(Entries for pointing and labeling)
==================================================

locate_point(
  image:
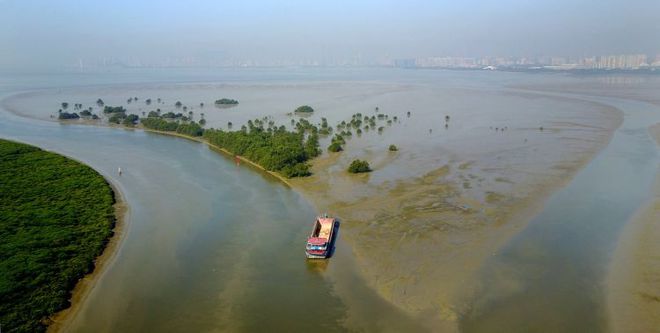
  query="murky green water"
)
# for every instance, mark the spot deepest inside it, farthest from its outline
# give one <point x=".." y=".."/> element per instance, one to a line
<point x="212" y="246"/>
<point x="550" y="277"/>
<point x="209" y="245"/>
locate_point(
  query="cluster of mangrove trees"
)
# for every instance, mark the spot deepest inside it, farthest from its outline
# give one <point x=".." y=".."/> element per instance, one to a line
<point x="56" y="217"/>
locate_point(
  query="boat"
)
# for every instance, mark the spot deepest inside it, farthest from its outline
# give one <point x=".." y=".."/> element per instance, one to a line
<point x="321" y="241"/>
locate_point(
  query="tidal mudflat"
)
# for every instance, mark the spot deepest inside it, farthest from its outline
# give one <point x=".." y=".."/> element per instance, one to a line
<point x="417" y="229"/>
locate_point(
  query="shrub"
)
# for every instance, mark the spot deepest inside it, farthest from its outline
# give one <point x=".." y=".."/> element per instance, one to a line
<point x="114" y="109"/>
<point x="66" y="115"/>
<point x="131" y="120"/>
<point x="226" y="101"/>
<point x="304" y="109"/>
<point x="335" y="147"/>
<point x="359" y="166"/>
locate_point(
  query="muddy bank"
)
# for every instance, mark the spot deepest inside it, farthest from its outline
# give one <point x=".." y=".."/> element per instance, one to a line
<point x="420" y="240"/>
<point x="59" y="321"/>
<point x="634" y="278"/>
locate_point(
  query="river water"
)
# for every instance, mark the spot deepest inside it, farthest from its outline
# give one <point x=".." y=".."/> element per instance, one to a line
<point x="209" y="245"/>
<point x="213" y="246"/>
<point x="550" y="277"/>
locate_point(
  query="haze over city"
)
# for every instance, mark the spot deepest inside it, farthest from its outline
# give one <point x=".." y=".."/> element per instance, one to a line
<point x="40" y="33"/>
<point x="330" y="166"/>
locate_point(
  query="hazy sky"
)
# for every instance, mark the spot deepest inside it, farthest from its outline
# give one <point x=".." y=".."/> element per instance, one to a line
<point x="58" y="33"/>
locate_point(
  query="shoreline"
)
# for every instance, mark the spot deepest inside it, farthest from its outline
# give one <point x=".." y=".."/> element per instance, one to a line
<point x="633" y="292"/>
<point x="60" y="321"/>
<point x="214" y="147"/>
<point x="460" y="239"/>
<point x="402" y="290"/>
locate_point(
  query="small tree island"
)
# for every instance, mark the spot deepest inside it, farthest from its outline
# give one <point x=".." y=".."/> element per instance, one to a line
<point x="304" y="109"/>
<point x="226" y="101"/>
<point x="359" y="166"/>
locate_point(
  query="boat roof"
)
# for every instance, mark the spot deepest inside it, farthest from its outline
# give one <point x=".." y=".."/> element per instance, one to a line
<point x="326" y="220"/>
<point x="317" y="240"/>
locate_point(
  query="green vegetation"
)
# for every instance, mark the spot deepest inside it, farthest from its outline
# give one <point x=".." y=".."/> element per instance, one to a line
<point x="56" y="217"/>
<point x="113" y="109"/>
<point x="226" y="101"/>
<point x="335" y="147"/>
<point x="304" y="109"/>
<point x="130" y="120"/>
<point x="359" y="166"/>
<point x="117" y="118"/>
<point x="274" y="148"/>
<point x="67" y="115"/>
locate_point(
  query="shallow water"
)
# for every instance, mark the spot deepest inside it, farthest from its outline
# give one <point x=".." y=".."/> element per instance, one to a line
<point x="209" y="245"/>
<point x="214" y="246"/>
<point x="551" y="277"/>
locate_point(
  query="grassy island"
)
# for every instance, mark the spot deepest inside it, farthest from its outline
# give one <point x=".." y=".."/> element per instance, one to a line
<point x="304" y="109"/>
<point x="226" y="101"/>
<point x="56" y="216"/>
<point x="359" y="166"/>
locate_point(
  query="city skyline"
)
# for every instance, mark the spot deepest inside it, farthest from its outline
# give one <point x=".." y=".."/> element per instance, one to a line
<point x="59" y="34"/>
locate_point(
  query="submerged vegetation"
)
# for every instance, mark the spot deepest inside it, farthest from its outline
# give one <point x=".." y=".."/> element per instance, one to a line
<point x="56" y="216"/>
<point x="226" y="101"/>
<point x="260" y="140"/>
<point x="359" y="166"/>
<point x="274" y="148"/>
<point x="304" y="109"/>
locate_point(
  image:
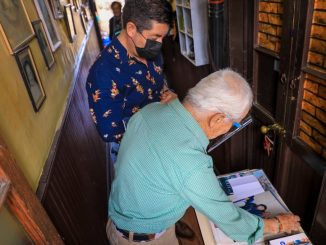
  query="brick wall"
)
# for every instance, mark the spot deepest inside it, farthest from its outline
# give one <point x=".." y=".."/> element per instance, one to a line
<point x="317" y="46"/>
<point x="270" y="24"/>
<point x="313" y="119"/>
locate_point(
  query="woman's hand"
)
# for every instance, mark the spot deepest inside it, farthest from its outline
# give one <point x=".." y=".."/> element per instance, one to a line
<point x="168" y="96"/>
<point x="282" y="223"/>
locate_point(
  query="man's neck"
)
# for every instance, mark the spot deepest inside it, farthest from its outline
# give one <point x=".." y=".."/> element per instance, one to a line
<point x="194" y="113"/>
<point x="128" y="44"/>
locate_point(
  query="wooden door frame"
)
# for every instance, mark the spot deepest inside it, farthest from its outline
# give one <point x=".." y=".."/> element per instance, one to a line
<point x="302" y="22"/>
<point x="23" y="203"/>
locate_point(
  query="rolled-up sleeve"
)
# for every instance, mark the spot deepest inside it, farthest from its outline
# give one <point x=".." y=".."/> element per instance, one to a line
<point x="203" y="191"/>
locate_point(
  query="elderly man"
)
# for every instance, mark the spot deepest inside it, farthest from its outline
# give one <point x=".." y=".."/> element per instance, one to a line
<point x="162" y="167"/>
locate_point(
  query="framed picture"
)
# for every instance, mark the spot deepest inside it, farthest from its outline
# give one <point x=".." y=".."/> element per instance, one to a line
<point x="49" y="24"/>
<point x="84" y="12"/>
<point x="83" y="21"/>
<point x="70" y="23"/>
<point x="15" y="25"/>
<point x="43" y="43"/>
<point x="57" y="9"/>
<point x="31" y="78"/>
<point x="76" y="4"/>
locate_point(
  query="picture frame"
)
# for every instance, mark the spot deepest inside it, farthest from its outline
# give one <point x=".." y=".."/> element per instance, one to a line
<point x="70" y="23"/>
<point x="43" y="43"/>
<point x="57" y="9"/>
<point x="84" y="11"/>
<point x="83" y="21"/>
<point x="31" y="78"/>
<point x="15" y="25"/>
<point x="77" y="5"/>
<point x="51" y="31"/>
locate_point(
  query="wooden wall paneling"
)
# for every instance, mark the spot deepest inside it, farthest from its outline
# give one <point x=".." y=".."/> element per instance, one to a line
<point x="318" y="229"/>
<point x="73" y="189"/>
<point x="23" y="203"/>
<point x="180" y="73"/>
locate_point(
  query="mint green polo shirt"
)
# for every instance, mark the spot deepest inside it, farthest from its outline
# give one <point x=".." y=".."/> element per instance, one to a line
<point x="163" y="168"/>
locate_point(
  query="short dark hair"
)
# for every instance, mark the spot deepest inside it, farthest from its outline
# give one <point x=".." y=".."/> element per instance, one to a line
<point x="116" y="3"/>
<point x="142" y="12"/>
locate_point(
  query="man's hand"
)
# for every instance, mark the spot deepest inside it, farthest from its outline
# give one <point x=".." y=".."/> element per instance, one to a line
<point x="282" y="223"/>
<point x="168" y="96"/>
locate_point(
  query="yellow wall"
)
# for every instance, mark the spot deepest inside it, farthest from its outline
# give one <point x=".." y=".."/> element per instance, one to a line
<point x="29" y="134"/>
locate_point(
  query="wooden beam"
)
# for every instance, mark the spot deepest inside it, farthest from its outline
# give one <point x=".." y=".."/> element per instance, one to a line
<point x="23" y="203"/>
<point x="4" y="188"/>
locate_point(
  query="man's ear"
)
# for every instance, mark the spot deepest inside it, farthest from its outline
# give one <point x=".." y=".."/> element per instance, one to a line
<point x="131" y="29"/>
<point x="216" y="119"/>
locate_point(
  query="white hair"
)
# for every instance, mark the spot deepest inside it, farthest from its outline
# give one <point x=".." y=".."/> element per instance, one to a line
<point x="224" y="91"/>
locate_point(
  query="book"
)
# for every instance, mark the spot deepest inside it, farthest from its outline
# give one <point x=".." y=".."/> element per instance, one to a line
<point x="264" y="205"/>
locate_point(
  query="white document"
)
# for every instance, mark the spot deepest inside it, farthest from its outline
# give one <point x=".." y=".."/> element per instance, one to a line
<point x="244" y="187"/>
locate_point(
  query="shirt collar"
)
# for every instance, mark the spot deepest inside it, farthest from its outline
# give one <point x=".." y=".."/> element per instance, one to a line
<point x="190" y="122"/>
<point x="124" y="56"/>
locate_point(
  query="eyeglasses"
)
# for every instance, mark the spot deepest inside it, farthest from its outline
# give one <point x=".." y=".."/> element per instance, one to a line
<point x="236" y="127"/>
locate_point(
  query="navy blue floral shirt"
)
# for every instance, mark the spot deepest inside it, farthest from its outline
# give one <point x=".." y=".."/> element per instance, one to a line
<point x="118" y="85"/>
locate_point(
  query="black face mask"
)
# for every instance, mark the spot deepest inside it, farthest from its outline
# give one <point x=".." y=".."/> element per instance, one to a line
<point x="151" y="50"/>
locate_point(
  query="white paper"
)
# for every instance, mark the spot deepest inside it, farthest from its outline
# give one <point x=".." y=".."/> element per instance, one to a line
<point x="244" y="187"/>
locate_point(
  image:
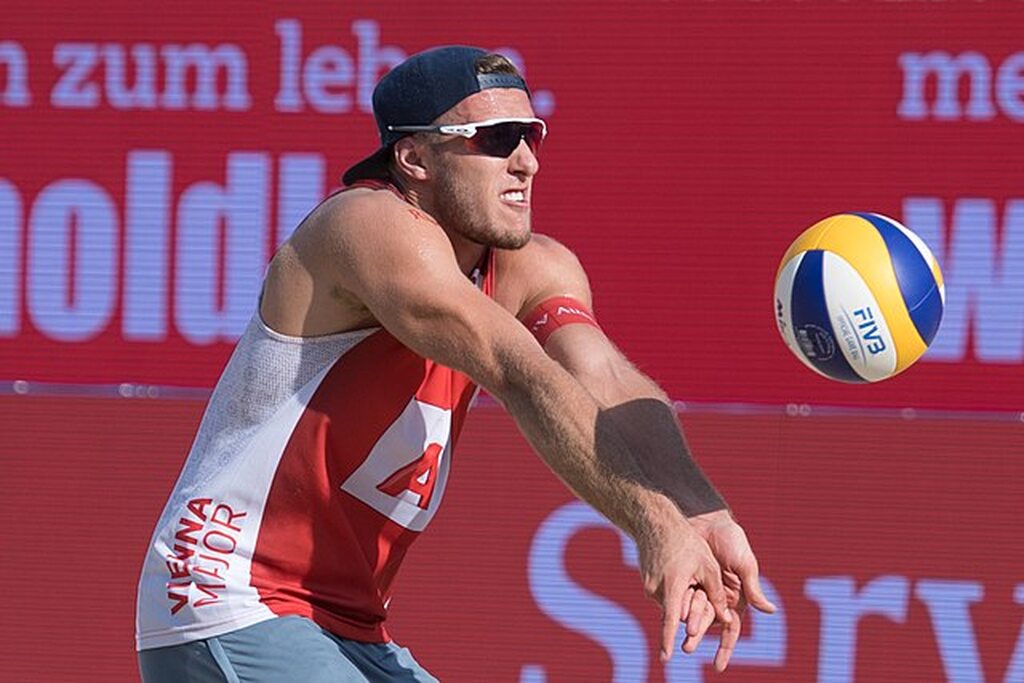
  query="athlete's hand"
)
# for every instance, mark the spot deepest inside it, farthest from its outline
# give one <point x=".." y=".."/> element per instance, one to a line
<point x="681" y="574"/>
<point x="740" y="581"/>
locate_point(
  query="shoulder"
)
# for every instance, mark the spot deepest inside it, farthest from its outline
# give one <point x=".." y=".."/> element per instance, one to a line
<point x="543" y="268"/>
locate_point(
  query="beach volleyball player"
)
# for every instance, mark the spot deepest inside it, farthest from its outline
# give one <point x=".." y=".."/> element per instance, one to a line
<point x="326" y="446"/>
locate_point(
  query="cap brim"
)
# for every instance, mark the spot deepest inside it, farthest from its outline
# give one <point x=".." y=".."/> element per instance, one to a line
<point x="374" y="166"/>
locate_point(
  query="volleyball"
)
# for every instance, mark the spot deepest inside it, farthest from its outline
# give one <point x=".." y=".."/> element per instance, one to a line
<point x="858" y="297"/>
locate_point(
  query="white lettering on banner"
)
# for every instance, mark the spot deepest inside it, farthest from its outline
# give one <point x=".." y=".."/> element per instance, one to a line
<point x="10" y="254"/>
<point x="842" y="606"/>
<point x="948" y="605"/>
<point x="242" y="205"/>
<point x="73" y="243"/>
<point x="984" y="276"/>
<point x="1015" y="670"/>
<point x="147" y="245"/>
<point x="330" y="69"/>
<point x="143" y="94"/>
<point x="72" y="291"/>
<point x="612" y="627"/>
<point x="300" y="187"/>
<point x="15" y="67"/>
<point x="324" y="79"/>
<point x="182" y="65"/>
<point x="578" y="609"/>
<point x="947" y="72"/>
<point x="76" y="60"/>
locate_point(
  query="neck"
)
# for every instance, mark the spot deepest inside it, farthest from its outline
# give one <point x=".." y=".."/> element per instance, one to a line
<point x="467" y="253"/>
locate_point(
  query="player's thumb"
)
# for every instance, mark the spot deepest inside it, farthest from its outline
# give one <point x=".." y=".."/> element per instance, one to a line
<point x="755" y="594"/>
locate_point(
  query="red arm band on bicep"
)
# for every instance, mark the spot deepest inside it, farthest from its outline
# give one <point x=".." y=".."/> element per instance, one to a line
<point x="557" y="312"/>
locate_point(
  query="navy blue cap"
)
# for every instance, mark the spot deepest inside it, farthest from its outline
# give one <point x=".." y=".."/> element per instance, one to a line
<point x="419" y="90"/>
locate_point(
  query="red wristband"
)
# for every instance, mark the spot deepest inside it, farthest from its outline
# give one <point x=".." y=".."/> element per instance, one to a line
<point x="557" y="312"/>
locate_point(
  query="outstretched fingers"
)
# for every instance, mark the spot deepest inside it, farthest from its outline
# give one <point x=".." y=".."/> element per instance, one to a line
<point x="730" y="635"/>
<point x="753" y="592"/>
<point x="671" y="614"/>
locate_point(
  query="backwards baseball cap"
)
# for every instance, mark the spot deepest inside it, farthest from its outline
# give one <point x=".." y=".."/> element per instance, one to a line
<point x="419" y="90"/>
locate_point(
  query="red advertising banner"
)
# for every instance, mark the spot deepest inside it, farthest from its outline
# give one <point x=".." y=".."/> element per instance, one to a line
<point x="153" y="161"/>
<point x="889" y="545"/>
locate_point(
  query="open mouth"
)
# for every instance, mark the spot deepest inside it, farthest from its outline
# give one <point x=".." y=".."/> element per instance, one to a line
<point x="516" y="197"/>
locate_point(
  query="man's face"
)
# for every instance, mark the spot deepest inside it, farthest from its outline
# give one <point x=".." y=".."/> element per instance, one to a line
<point x="484" y="199"/>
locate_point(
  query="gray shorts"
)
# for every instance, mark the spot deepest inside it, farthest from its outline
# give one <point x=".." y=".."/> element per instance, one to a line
<point x="285" y="649"/>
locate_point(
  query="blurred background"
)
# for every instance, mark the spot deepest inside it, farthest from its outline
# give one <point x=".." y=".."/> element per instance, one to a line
<point x="152" y="159"/>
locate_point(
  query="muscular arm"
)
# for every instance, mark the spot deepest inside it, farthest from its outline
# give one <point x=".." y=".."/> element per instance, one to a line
<point x="647" y="422"/>
<point x="641" y="413"/>
<point x="404" y="270"/>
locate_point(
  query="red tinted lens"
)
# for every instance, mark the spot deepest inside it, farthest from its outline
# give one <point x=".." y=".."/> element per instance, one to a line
<point x="501" y="139"/>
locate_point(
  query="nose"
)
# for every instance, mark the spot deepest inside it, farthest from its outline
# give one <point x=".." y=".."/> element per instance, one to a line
<point x="522" y="162"/>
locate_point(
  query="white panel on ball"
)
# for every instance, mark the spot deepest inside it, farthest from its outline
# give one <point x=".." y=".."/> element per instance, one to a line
<point x="859" y="328"/>
<point x="783" y="308"/>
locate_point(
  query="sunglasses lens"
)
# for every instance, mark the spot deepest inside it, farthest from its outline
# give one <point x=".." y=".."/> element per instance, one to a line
<point x="503" y="138"/>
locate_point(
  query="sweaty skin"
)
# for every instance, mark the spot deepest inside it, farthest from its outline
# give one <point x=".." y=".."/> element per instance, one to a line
<point x="368" y="258"/>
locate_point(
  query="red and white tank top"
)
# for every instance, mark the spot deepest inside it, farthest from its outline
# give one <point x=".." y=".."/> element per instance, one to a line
<point x="316" y="464"/>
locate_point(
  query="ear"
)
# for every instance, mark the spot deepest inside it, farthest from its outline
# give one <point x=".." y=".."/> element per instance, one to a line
<point x="411" y="159"/>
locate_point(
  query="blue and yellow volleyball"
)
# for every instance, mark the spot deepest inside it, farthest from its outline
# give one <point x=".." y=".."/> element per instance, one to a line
<point x="858" y="297"/>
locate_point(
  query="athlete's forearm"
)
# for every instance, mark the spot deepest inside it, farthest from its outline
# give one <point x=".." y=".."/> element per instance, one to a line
<point x="583" y="446"/>
<point x="646" y="420"/>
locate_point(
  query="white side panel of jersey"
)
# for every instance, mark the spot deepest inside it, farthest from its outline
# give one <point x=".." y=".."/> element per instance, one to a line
<point x="217" y="586"/>
<point x="404" y="442"/>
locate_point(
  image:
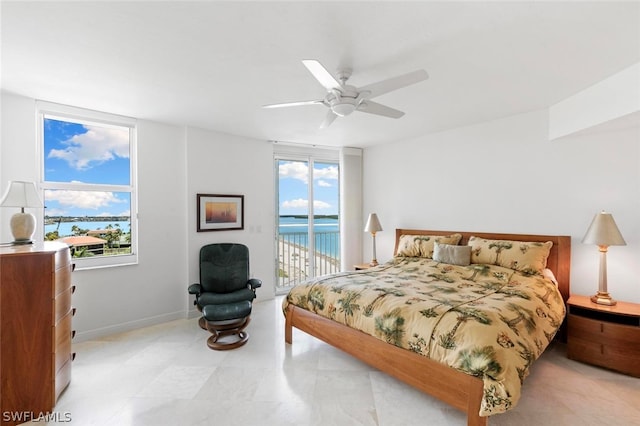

==================================================

Instructions to follow:
Filter the data above, copying every line that contains the string "city".

Exercise solution:
  query="haze over city"
  query="city skyline"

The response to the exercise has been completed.